- [Problem requirements] State how many lines below hold the word "distant". Give that number and no other text.

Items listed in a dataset
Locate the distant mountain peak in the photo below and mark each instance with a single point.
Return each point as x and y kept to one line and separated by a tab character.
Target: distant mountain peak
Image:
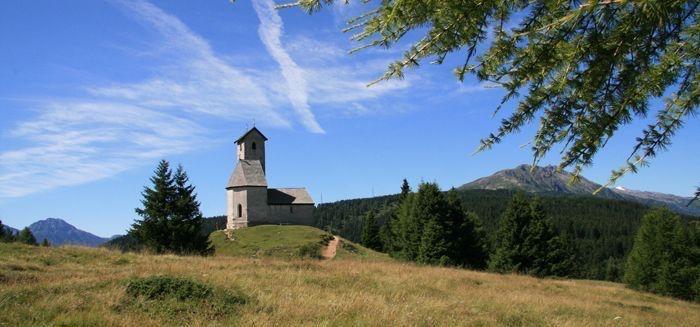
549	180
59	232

---

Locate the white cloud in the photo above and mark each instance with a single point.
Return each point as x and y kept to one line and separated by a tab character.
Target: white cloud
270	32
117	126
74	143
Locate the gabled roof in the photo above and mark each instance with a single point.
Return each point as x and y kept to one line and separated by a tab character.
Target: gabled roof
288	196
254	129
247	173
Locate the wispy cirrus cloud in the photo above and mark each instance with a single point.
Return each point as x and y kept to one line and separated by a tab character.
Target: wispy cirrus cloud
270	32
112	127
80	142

==

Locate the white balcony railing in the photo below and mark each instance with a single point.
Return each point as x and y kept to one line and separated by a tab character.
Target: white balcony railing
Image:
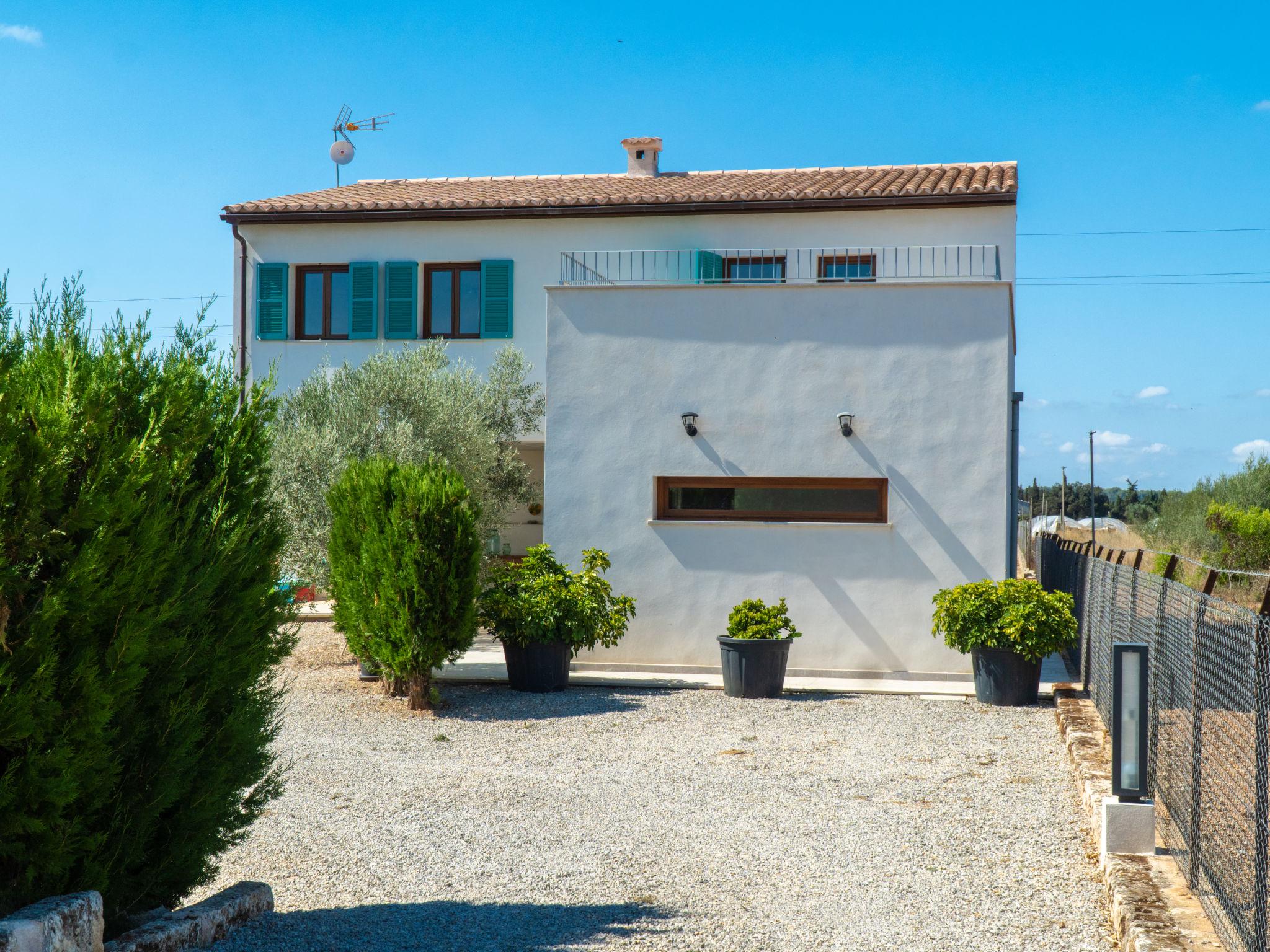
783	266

- [Solution to this task] 2